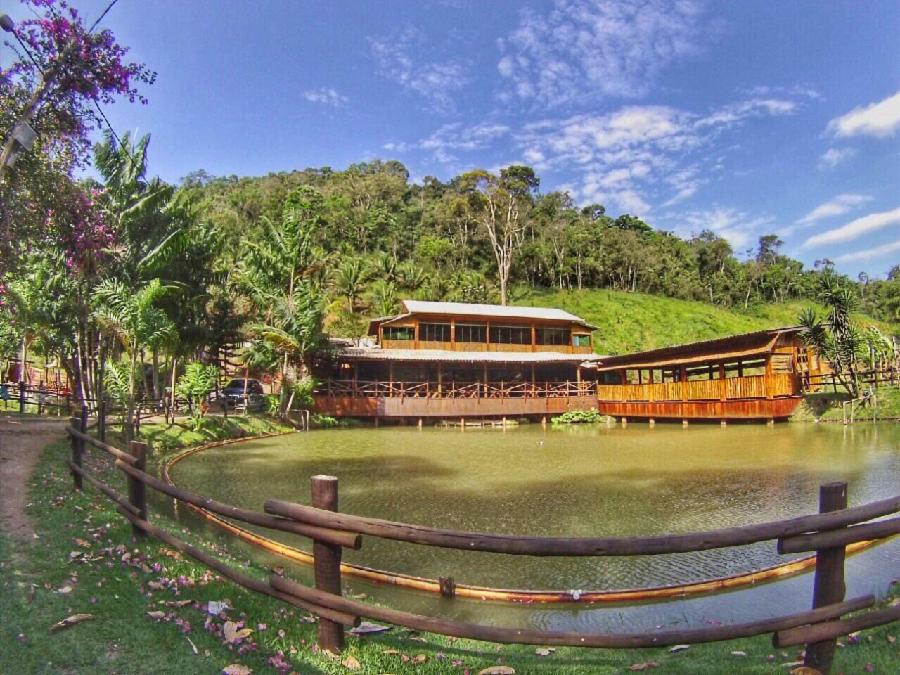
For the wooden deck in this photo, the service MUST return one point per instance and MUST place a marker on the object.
(753, 397)
(342, 398)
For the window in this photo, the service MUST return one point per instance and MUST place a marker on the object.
(398, 333)
(552, 336)
(434, 332)
(511, 335)
(471, 332)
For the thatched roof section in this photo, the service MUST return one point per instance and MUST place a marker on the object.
(758, 343)
(475, 311)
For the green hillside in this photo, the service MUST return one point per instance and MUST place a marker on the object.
(630, 322)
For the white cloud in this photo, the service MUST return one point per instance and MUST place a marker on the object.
(585, 49)
(435, 82)
(834, 156)
(869, 253)
(878, 119)
(795, 91)
(452, 137)
(638, 152)
(326, 96)
(739, 228)
(834, 207)
(741, 110)
(855, 229)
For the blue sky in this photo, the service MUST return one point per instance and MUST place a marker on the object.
(747, 118)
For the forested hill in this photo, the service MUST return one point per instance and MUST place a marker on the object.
(630, 322)
(376, 238)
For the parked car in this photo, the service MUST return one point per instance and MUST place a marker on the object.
(233, 393)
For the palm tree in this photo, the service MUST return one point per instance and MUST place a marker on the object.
(836, 338)
(295, 332)
(350, 278)
(136, 321)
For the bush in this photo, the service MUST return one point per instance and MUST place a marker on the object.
(578, 417)
(195, 385)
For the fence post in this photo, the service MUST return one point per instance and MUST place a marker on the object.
(828, 587)
(77, 453)
(101, 419)
(327, 562)
(137, 491)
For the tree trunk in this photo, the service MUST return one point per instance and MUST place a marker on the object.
(156, 394)
(132, 394)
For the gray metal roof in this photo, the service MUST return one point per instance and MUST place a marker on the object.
(492, 311)
(378, 354)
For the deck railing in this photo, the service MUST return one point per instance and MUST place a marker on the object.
(454, 389)
(733, 388)
(827, 533)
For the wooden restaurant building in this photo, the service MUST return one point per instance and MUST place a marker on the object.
(456, 361)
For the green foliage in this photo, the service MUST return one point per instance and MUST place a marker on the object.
(578, 417)
(198, 381)
(325, 421)
(118, 382)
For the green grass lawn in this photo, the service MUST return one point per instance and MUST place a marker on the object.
(630, 322)
(84, 561)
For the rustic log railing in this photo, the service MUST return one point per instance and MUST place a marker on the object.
(732, 388)
(454, 389)
(827, 533)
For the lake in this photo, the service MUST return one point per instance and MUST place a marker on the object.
(577, 481)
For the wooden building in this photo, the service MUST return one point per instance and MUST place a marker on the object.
(759, 375)
(443, 360)
(450, 360)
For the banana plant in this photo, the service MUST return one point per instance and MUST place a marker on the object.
(136, 321)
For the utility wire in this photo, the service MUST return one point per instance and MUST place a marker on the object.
(103, 14)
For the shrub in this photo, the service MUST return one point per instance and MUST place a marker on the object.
(578, 417)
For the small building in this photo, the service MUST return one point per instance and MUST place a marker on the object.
(445, 360)
(450, 360)
(759, 375)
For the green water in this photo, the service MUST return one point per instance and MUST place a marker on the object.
(577, 481)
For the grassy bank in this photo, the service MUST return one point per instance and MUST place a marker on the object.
(631, 322)
(147, 605)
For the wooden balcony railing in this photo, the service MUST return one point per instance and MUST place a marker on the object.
(455, 389)
(754, 386)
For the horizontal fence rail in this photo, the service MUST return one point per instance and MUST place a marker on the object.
(585, 546)
(827, 533)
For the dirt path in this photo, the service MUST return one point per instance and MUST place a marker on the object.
(21, 442)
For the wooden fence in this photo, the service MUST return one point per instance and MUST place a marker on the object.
(454, 389)
(827, 533)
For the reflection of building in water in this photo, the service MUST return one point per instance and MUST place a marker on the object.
(452, 360)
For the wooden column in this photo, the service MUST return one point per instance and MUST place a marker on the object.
(77, 452)
(828, 587)
(137, 491)
(327, 562)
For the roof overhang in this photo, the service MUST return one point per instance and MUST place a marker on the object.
(445, 356)
(730, 348)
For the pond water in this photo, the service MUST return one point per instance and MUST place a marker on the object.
(580, 481)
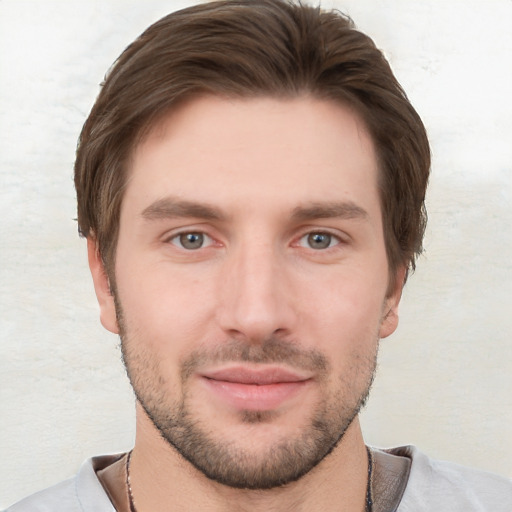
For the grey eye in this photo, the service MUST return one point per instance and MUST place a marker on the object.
(191, 241)
(318, 240)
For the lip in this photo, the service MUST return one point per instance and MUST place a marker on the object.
(255, 389)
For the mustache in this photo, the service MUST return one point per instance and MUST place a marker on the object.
(272, 350)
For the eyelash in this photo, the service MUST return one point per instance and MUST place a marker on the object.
(178, 240)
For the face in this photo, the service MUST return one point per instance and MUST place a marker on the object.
(251, 283)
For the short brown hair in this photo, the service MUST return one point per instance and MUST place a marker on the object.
(244, 49)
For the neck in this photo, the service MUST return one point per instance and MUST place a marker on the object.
(162, 480)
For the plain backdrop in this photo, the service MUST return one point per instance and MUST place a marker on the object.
(445, 377)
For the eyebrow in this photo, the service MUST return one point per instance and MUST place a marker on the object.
(170, 207)
(330, 210)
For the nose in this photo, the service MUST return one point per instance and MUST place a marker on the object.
(256, 299)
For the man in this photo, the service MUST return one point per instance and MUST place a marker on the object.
(251, 183)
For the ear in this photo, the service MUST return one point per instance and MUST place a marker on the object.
(389, 321)
(102, 287)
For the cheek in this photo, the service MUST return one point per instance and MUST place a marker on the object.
(166, 311)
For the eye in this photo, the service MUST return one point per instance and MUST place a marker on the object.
(191, 241)
(318, 240)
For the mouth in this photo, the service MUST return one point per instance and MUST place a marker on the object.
(250, 389)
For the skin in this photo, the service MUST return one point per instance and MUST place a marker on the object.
(263, 180)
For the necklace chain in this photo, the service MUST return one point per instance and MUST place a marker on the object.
(128, 483)
(369, 494)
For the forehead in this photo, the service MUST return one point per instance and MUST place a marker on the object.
(261, 151)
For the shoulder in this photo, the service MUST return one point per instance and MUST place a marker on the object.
(82, 493)
(445, 486)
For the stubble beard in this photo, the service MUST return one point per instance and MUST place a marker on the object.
(280, 463)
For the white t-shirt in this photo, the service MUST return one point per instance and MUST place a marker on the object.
(433, 486)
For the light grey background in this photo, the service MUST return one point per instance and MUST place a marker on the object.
(445, 377)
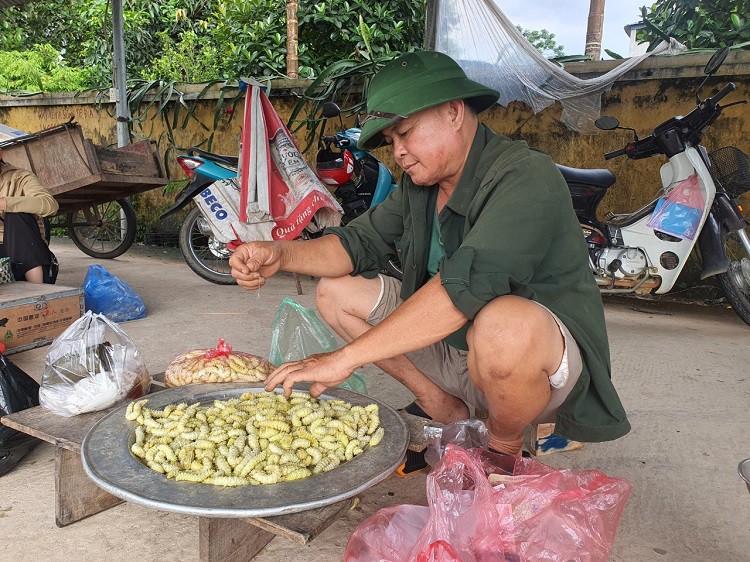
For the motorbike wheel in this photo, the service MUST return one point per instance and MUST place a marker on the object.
(735, 283)
(205, 255)
(103, 231)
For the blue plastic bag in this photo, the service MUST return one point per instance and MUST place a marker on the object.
(680, 212)
(111, 296)
(299, 333)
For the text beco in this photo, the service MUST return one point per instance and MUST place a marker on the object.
(213, 205)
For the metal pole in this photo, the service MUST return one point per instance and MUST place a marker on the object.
(118, 64)
(292, 60)
(594, 31)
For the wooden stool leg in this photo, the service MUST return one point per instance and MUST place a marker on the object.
(76, 496)
(228, 540)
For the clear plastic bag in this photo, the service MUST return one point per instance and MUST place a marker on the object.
(299, 333)
(91, 366)
(218, 364)
(679, 212)
(533, 513)
(468, 434)
(109, 295)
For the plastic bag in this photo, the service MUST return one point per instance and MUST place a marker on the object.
(18, 391)
(299, 333)
(91, 366)
(111, 296)
(537, 513)
(679, 212)
(218, 364)
(468, 434)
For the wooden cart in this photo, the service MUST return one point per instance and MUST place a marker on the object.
(90, 183)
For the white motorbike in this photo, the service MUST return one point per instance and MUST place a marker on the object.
(645, 251)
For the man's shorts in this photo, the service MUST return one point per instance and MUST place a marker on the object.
(446, 366)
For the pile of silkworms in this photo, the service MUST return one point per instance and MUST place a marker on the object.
(195, 366)
(258, 438)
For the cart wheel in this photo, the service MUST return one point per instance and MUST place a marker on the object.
(102, 231)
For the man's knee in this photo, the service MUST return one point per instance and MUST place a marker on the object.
(507, 331)
(328, 296)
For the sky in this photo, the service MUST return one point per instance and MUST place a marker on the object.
(568, 19)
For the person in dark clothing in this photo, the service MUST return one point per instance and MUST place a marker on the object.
(23, 203)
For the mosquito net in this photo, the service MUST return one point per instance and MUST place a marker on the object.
(493, 52)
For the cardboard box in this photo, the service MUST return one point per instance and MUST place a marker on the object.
(33, 315)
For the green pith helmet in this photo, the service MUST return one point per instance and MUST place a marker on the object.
(414, 82)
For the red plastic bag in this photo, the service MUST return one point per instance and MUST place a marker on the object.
(538, 513)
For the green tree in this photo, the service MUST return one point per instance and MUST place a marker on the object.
(233, 37)
(543, 41)
(707, 24)
(39, 69)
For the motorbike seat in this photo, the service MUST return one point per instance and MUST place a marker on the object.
(218, 158)
(598, 178)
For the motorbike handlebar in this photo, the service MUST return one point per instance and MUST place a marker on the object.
(615, 154)
(729, 88)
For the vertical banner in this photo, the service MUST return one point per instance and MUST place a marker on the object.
(276, 183)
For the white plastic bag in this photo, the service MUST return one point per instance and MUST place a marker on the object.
(91, 366)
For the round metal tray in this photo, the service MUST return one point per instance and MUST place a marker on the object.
(109, 463)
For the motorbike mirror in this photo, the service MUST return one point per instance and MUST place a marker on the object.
(331, 110)
(607, 123)
(715, 62)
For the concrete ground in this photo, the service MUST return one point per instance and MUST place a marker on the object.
(683, 373)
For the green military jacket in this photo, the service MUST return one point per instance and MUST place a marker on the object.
(508, 229)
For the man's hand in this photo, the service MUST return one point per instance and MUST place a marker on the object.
(323, 370)
(255, 262)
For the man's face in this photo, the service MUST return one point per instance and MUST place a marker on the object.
(425, 145)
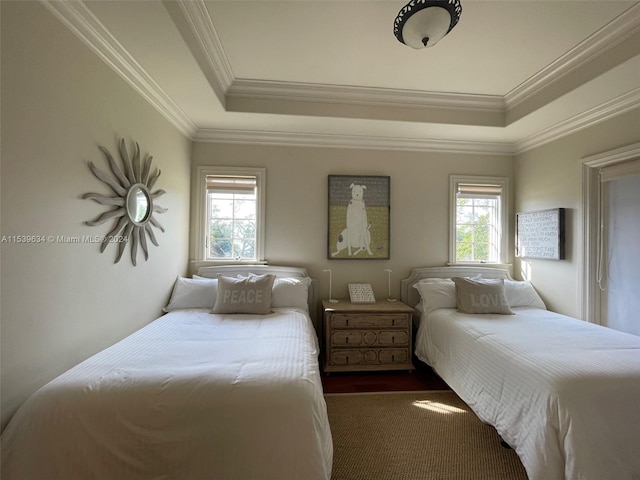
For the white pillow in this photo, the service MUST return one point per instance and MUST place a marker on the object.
(193, 293)
(291, 292)
(436, 293)
(522, 294)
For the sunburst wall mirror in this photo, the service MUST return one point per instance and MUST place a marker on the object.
(134, 202)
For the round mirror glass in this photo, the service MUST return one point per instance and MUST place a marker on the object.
(138, 204)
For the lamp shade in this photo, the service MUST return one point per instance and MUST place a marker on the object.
(423, 23)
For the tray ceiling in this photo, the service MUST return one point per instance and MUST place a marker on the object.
(511, 75)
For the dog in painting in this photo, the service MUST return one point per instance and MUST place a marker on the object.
(356, 237)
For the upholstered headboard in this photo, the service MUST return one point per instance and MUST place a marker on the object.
(410, 295)
(278, 271)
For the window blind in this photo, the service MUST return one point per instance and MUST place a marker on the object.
(224, 184)
(478, 190)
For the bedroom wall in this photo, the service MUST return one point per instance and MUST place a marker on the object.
(62, 302)
(550, 176)
(296, 205)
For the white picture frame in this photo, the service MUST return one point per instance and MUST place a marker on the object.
(361, 293)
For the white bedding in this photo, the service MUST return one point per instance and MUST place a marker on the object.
(565, 394)
(190, 396)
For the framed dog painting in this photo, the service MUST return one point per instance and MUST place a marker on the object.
(359, 211)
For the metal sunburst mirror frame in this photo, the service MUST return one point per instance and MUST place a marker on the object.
(134, 202)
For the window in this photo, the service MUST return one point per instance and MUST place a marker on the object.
(231, 213)
(479, 213)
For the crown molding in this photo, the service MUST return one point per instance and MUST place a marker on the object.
(372, 96)
(319, 140)
(199, 21)
(617, 106)
(80, 20)
(601, 42)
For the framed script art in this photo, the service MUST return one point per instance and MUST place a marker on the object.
(358, 217)
(540, 234)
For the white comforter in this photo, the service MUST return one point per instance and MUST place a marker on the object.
(190, 396)
(564, 393)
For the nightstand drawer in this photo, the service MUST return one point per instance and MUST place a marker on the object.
(355, 357)
(366, 337)
(341, 320)
(354, 338)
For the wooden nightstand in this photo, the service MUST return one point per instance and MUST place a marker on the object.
(361, 337)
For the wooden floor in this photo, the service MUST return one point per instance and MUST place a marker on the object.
(422, 378)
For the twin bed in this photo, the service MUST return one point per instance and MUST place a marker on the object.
(236, 394)
(192, 395)
(564, 393)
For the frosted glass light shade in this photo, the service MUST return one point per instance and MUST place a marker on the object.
(423, 23)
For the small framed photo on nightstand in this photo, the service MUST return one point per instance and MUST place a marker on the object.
(361, 293)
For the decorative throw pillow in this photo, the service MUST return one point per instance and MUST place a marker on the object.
(522, 294)
(250, 294)
(193, 293)
(291, 292)
(481, 296)
(436, 293)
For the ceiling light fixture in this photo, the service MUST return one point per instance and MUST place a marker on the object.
(423, 23)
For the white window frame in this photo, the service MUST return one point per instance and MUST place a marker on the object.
(201, 211)
(454, 180)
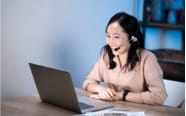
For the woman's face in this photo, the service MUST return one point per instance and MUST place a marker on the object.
(117, 39)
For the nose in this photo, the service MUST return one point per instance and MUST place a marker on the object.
(111, 41)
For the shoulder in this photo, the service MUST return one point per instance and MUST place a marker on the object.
(145, 55)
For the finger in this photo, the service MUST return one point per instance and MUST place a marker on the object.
(111, 92)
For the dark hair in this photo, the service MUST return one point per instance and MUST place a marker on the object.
(131, 27)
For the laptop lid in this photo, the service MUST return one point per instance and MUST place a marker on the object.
(56, 87)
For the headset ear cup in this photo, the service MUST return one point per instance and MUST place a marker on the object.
(133, 39)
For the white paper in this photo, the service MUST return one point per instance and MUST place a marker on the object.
(114, 113)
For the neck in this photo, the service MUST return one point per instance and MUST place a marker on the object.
(123, 59)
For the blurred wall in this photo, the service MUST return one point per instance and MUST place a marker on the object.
(63, 34)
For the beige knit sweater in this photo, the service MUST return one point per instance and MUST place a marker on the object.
(145, 78)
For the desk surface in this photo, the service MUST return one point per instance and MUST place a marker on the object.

※

Substitute "pin" for each "marker" in the records. Begin at the line that has "For the dark", continue through the end of the records, and leave everything else unchanged.

For the dark hair in this photo, the service MUST return one point per instance and MUST place a pin on the object.
(131, 27)
For the laptop lid in this photo, the service MUST return one point per instance and MUST place a pin on the object.
(56, 87)
For the headset ear cup in this photo, the service MUST return one point per instance and MUST place a pin on the object.
(133, 39)
For the white paper in this photo, the service MUST return one point per instance and MUST place a pin on the object.
(114, 113)
For the neck in this photo, the service MUST return one point per instance and MUST place a pin on the object.
(123, 59)
For the blurred wall in this photo, the service MUST return one point per instance and MUST place a pin on the object.
(63, 34)
For the beige knit sweater in this photo, the service MUST return one point per instance and MUST place a pin on the object.
(145, 78)
For the desk surface in this photo, the service MUST return one point per instance and MUST place a pin on the object.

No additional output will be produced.